→ Records to process
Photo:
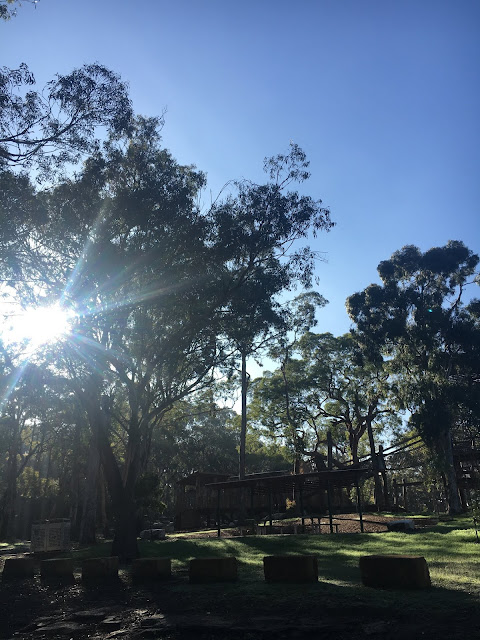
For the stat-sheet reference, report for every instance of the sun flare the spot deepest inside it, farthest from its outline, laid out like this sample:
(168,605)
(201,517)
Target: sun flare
(42,325)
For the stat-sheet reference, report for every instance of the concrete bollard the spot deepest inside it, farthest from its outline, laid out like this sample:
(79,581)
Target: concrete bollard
(213,570)
(57,568)
(295,568)
(15,568)
(100,568)
(395,572)
(151,568)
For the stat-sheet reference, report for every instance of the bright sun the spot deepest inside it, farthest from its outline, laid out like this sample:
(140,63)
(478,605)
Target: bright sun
(42,325)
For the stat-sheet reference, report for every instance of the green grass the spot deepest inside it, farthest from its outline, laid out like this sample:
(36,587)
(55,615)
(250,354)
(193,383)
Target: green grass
(450,549)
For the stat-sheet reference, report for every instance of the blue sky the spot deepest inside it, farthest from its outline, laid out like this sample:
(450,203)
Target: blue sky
(383,96)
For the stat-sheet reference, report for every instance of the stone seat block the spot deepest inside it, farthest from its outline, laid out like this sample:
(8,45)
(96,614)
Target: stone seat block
(395,572)
(151,568)
(57,568)
(294,568)
(213,569)
(18,568)
(100,568)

→ Task goal
Exactly reproduce the lines of the entries above, from the one containing "Target: sun flare" to the very last, and no others.

→ Output of the exercise
Target: sun flare
(42,325)
For the stat-sheet reference, report for every instance of the concrete bollard the spot deepest inside it, farthest from its outline, laid out like this sample:
(79,581)
Target: concrete bollard
(213,570)
(57,568)
(295,568)
(15,568)
(100,568)
(395,572)
(151,568)
For the stat-sheet reference, report for every instance of the bright sun the spot deepest inside it, farthest from its outline, laid out like this sample:
(140,63)
(478,605)
Target: bright sun
(42,325)
For the stat-sheet reference, report for every instance of the green grass the spot deepest inside it, farthest from its outline, laid out like this sample:
(36,587)
(55,615)
(250,354)
(193,383)
Target: green grass
(450,549)
For the stat-sheet reference, report for every instance of the blue sky the spot deepest inside it, farthest from its outline, laid out like this sample:
(450,203)
Target: blue sky
(383,96)
For the stat-sheet reference, report for every instance of the stone seat block the spot deepest inside it, farthest from its outline, laid out like this sample:
(8,45)
(96,614)
Target: stone seat block
(395,572)
(151,568)
(57,568)
(294,568)
(213,569)
(18,568)
(100,568)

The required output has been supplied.